- _EXTRAIT DU TEXTE_
La case-clé (en allemand, Schlüsselfeld, en anglais, key square) est un concept du jeu d'échecs qui trouve son application dans les finales de pions en particulier.
Sommaire
Historique
L'étude des finales de pions est assez ancienne. De nombreux auteurs ont tenté d'en donner une théorie unifiée et le concept de cases-clés en fait partie. Selon l'expert Ilya Maizelis, les premières recherches dans le domaines remontent à F. Durand en 1860 et 1874. Elles seront ensuite considérablement approfondies par Dedrle en 1921 et 1925, enfin Nicolaï Grigoriev en généralise la présentation[1]. Après 1945, les recherches sont poursuivies par André Chéron et les grands théoriciens modernes, au premier chef, Maizelis[2] et le GMI soviétique Youri Averbakh. Aujourd'hui, des auteurs comme Karsten Müller, Frank Lamprecht ou Mark Dvoretsky font autorité en la matière.
Malheureusement, souvent de langues différentes, ces théoriciens n'ont pas pris grand soin à unifier la terminologie, et on retrouve parfois le même terme dans des acceptions totalement différentes selon les auteurs. À l'ère du tout informatique et des tables de finales, ces théories présentent cependant l'intérêt d'être compréhensibles et utilisables par un être humain.
Le concept de case-clé, base commune à plusieurs de ces théories, est fondamental pour la compréhension des finales de pions.
Principe
L'occupation d'une case-clé par le Roi attaquant[3] assure la promotion du pion quelle que soit la position du Roi adverse, même contre la meilleure défense[4].
Chaque pion possède son propre système de cases-clés, qui est modifié à chaque mouvement du pion.
Cases efficaces
Dans Lehr- und Handbuch der Endspiele[5], André Chéron développe le concept un peu différent de « cases efficaces » (wirksame Felder, en allemand), qui englobe celui de « cases-clés ». Chéron distingue entre « cases efficaces absolues » (Felder der unbedingten Wirksamkeit) et « cases efficaces conditionnelles » (Felder der bedingten Wirksamkeit). Les cases efficaces absolues correspondent point pour point aux cases-clés, tandis que les cases efficaces conditionnelles exigent en plus que le Roi attaquant ait l'opposition. La règle des cases efficaces conditionnelles s'énonce ainsi : tout Pion[6] situé dans son camp gagne si son Roi se trouve sur une des trois cases immédiatement devant lui sans perdre l'opposition. Chéron note encore qu'une fois que le pion a franchi le ligne de démarcation (pion sur la 5e rangée et au-delà), il n'existe plus que des cases efficaces absolues.
Dans le diagramme, le pion sera promu si le Roi blanc occupe une des trois cases efficaces conditionnelles (marquées d'un point noir) tout en ne perdant pas l'opposition.

- _ITEMS PRÉSENTÉS_
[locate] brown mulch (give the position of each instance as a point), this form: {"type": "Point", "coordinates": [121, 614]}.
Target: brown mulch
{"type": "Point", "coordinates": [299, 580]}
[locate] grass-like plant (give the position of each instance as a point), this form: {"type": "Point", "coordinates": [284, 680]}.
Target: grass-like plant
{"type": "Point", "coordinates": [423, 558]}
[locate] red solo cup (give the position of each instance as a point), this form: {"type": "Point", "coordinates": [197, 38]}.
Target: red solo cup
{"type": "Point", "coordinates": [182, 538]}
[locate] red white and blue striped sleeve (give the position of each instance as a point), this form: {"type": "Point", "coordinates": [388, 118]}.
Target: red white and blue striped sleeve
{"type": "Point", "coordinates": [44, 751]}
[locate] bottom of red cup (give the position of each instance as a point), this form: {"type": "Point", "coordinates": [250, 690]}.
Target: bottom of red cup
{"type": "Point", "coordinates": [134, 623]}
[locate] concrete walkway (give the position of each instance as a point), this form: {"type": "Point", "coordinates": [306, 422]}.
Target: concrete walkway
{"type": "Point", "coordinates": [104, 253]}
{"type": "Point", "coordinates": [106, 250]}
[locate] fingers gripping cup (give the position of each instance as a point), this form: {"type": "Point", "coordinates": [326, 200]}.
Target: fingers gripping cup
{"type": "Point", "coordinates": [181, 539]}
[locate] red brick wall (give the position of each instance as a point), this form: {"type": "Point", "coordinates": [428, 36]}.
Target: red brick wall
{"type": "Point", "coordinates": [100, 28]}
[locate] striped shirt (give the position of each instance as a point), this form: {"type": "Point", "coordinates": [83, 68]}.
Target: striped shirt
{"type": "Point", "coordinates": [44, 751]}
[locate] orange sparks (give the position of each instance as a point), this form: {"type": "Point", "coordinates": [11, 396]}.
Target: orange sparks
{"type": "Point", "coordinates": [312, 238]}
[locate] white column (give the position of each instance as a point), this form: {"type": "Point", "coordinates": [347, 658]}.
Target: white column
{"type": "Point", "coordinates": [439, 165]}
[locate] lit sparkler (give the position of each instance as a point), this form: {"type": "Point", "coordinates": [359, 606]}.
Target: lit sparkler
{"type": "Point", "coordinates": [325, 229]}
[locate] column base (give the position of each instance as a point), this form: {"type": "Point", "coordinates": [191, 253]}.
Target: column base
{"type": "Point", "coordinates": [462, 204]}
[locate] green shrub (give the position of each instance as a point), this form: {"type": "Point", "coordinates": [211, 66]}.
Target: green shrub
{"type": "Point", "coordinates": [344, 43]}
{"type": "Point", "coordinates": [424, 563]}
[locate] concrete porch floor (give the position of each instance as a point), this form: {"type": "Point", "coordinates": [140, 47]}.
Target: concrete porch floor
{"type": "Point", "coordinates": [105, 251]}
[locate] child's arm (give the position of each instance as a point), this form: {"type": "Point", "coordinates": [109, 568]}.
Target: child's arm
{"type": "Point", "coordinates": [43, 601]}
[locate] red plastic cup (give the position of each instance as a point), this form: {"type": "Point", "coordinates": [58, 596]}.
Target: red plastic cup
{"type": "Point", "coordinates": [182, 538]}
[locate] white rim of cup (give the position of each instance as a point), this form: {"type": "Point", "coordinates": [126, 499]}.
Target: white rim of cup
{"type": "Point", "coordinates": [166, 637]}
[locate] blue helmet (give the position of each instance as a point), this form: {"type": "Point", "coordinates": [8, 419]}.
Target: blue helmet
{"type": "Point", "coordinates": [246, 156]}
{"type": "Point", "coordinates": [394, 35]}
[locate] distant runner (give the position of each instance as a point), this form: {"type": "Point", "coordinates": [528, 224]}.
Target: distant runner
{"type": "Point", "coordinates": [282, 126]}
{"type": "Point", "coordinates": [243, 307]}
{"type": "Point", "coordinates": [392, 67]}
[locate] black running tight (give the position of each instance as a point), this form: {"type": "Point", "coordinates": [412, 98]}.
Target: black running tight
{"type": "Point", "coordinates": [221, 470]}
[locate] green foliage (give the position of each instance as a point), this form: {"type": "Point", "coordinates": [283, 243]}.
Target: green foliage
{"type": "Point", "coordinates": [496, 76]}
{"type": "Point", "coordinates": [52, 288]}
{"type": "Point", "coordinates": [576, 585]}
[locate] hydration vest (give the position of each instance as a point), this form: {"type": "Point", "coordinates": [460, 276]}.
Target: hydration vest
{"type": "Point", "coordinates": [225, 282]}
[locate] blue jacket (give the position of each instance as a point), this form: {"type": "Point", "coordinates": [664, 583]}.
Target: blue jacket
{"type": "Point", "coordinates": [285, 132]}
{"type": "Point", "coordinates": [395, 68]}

- _CONSIGNE_
Poursuivez le texte sur la case-clé aux échecs après sa dernière phrase. Les items n'ont aucun lien avec le texte sur la case-clé.

- _RÉPONSE RÉDIGÉE_
Cases critiques
Pour compliquer encore les choses, Maizelis appelle « cases critiques » ce que Youri Averbakh nomme « cases-clés »[7]. Mais il l'ajoute aussitôt, « Il serait plus juste de les appeler positions "clés" puisque leur possession permet d'atteindre l'objectif poursuivi, c'est-à-dire la promotion du pion. »[8]
Le concept de « case critique » existe également chez Averbakh[9], mais dans un sens plus précis et assez différent.
Utilité
Dans certaines finales Roi et pion contre roi seul, le pion peut aller à dame sans assistance (Règle du carré). Dans les autres cas, il a besoin de l'appui de son Roi pour être promu, ce que tente d'empêcher l'adversaire. Dans ce contexte, les notions de Zugzwang et d'opposition sont cruciales et l'évaluation de la position change complètement selon le trait.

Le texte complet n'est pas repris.